- **Material for the task**
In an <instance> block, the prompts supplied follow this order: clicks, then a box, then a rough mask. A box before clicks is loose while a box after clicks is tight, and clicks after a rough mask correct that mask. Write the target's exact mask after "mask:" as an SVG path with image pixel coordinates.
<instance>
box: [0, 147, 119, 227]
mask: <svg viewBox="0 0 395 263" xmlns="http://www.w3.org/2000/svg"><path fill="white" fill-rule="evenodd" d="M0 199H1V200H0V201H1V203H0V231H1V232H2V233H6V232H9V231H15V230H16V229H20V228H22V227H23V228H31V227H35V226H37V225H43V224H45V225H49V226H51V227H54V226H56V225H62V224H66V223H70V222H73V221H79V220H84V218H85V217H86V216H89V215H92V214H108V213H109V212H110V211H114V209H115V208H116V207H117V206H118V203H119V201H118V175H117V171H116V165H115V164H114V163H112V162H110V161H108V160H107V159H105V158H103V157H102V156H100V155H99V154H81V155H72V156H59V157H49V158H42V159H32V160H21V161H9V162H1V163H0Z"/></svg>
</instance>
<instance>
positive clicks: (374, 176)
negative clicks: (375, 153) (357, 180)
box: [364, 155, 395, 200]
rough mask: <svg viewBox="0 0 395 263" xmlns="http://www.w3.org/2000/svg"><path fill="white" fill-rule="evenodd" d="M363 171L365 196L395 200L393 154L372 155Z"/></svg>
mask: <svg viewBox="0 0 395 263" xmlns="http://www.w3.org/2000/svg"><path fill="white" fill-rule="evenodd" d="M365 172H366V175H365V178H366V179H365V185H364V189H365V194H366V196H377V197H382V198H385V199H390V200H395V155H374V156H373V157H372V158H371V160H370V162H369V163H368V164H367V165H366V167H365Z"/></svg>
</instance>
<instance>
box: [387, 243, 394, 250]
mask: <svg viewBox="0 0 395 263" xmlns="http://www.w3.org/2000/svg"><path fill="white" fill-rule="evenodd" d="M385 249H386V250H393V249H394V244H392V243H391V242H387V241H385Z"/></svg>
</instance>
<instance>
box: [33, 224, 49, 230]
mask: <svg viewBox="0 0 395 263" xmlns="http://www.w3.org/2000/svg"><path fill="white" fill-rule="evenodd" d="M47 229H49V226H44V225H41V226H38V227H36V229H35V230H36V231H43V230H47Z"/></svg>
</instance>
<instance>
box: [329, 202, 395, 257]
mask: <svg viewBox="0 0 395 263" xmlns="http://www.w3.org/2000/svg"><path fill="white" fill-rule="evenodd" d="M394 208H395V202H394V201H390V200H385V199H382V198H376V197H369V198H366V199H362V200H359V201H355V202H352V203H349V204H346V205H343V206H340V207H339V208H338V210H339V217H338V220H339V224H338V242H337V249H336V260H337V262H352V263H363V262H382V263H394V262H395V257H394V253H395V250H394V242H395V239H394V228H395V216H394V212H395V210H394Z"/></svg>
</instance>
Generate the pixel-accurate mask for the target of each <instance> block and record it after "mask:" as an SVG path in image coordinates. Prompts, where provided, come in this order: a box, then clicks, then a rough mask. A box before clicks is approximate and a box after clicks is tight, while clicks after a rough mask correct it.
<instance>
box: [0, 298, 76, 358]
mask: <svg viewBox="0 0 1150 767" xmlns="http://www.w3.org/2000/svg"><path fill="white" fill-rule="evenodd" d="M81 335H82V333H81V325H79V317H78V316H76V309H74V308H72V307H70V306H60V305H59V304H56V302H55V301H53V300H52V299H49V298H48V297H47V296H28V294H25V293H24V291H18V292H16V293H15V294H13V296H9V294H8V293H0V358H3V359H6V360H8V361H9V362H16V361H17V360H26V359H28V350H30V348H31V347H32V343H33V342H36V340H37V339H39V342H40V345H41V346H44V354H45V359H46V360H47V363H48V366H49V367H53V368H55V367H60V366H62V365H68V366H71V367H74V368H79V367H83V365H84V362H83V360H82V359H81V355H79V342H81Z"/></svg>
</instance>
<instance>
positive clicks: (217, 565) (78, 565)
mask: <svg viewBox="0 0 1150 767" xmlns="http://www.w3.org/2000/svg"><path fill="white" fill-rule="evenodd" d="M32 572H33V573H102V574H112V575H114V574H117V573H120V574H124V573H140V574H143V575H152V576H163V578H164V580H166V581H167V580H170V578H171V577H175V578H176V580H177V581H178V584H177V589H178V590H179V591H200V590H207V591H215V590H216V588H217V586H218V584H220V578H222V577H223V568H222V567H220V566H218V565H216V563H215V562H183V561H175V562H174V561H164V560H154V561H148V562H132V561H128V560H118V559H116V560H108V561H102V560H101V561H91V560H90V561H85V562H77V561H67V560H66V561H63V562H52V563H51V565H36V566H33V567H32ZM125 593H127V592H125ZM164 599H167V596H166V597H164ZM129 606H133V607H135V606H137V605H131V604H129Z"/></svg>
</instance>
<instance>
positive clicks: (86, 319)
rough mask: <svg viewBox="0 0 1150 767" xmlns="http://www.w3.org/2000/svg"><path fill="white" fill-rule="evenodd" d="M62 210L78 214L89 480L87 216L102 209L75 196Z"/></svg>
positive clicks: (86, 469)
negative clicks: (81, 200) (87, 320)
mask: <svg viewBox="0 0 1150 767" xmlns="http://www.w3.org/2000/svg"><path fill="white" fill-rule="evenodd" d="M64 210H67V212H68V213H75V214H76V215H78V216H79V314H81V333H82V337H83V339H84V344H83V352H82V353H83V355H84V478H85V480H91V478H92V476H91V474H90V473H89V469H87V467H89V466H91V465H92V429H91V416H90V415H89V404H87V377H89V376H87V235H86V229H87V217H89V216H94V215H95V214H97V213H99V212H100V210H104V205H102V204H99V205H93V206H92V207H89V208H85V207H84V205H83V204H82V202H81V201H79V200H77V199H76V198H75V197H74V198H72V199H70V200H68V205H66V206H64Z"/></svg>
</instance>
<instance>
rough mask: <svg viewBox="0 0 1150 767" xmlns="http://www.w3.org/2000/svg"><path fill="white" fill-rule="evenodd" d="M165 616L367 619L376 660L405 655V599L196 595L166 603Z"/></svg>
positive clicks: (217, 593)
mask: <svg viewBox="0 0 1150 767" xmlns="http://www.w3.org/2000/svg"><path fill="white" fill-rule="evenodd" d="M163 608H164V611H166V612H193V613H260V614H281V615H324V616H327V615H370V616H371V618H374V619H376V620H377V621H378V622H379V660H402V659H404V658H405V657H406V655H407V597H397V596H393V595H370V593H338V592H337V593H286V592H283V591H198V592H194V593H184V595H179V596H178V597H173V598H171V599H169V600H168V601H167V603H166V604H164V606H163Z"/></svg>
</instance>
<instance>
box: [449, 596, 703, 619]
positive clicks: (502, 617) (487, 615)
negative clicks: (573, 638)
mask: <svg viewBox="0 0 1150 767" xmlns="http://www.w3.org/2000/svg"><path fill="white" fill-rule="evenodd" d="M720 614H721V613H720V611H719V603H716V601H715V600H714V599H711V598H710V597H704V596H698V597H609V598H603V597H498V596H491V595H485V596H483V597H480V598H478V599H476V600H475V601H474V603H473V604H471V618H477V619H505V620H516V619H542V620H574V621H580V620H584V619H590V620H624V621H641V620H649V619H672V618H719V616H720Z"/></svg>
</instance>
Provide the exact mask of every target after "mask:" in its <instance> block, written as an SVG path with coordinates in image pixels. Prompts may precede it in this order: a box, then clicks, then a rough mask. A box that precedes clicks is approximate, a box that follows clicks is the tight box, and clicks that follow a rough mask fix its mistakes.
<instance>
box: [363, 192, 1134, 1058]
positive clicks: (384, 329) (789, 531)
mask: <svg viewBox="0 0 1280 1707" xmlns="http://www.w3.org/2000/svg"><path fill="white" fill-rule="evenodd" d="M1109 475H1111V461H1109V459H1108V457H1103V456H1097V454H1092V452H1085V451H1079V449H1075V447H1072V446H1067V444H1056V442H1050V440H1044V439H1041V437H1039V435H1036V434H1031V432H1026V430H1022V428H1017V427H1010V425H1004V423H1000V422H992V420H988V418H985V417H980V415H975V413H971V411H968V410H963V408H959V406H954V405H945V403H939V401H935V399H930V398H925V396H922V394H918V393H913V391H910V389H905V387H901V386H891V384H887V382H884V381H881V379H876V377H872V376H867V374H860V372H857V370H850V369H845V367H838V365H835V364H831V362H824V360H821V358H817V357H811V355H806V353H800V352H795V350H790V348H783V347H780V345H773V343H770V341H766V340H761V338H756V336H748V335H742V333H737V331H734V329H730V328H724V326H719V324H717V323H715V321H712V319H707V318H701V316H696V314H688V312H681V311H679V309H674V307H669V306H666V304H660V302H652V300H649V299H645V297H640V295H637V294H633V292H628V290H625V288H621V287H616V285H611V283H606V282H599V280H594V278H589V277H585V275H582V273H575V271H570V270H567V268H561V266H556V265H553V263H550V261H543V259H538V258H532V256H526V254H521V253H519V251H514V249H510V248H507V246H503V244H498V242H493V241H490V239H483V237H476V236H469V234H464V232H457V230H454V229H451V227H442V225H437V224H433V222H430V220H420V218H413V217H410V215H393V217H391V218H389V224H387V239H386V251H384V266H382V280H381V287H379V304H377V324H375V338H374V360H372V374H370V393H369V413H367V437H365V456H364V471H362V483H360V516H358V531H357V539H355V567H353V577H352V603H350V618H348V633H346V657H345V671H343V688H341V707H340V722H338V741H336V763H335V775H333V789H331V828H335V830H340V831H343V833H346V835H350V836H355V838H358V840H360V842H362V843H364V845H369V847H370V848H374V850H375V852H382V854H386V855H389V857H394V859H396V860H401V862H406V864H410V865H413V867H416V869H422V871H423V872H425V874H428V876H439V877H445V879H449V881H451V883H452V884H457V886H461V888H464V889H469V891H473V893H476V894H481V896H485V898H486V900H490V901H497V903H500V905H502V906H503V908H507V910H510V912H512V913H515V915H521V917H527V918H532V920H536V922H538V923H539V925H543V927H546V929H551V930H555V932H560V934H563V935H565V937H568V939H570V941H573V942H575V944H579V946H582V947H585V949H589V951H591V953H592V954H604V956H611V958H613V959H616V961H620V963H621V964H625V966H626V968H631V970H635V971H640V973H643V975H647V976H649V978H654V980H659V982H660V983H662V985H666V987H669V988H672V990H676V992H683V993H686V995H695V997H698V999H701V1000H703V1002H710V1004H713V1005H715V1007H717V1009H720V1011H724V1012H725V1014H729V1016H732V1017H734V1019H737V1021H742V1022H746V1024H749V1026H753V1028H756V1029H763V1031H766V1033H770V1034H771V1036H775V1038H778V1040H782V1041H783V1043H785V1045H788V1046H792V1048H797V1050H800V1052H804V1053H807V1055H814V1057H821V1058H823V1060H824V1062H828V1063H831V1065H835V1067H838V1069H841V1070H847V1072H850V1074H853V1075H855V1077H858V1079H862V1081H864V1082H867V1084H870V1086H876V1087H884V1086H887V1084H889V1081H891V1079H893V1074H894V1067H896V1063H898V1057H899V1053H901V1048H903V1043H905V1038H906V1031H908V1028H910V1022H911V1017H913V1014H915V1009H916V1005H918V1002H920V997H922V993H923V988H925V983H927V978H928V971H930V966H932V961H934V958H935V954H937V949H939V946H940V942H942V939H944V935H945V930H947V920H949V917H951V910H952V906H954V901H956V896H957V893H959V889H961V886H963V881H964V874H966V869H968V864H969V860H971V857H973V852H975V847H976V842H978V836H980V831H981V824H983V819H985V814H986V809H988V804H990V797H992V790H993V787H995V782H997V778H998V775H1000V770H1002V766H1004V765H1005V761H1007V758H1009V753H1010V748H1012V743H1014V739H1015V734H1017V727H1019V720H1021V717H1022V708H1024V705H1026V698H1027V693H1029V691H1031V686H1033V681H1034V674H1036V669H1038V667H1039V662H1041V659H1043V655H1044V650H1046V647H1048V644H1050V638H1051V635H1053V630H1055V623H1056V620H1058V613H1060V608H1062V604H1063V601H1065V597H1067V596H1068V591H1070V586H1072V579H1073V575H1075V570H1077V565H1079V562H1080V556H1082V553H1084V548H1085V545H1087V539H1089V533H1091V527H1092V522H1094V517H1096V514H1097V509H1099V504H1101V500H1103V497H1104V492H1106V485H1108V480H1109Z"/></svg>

- **Problem to work on**
The answer must be every line of the listing that holds the word "target".

- **Solution**
In an <instance> block, the prompts supplied follow this order: clicks, then a box, then a rough mask. A box before clicks is loose while a box after clicks is tight, and clicks after a rough mask correct that mask. Write the target's exact mask after "mask:" as an SVG path with image pixel coordinates.
Generate the pixel-accurate mask for the target of each <instance> block and record it after "mask:" as an SVG path in image coordinates. Prompts, where provided, come in this order: a box, then clicks, then a rough mask. A box before clicks is approximate and a box after clicks is tight, while clicks after a rough mask correct it.
Provide the exact mask of every target after "mask:" in its <instance> block, written as an SVG path with coordinates in image pixels. Prompts may precede it in this order: a box, then clicks, then a rough mask. A box that precedes clicks is approximate, a box that follows clicks is the tight box, and clicks that follow a rough mask fix its mistakes.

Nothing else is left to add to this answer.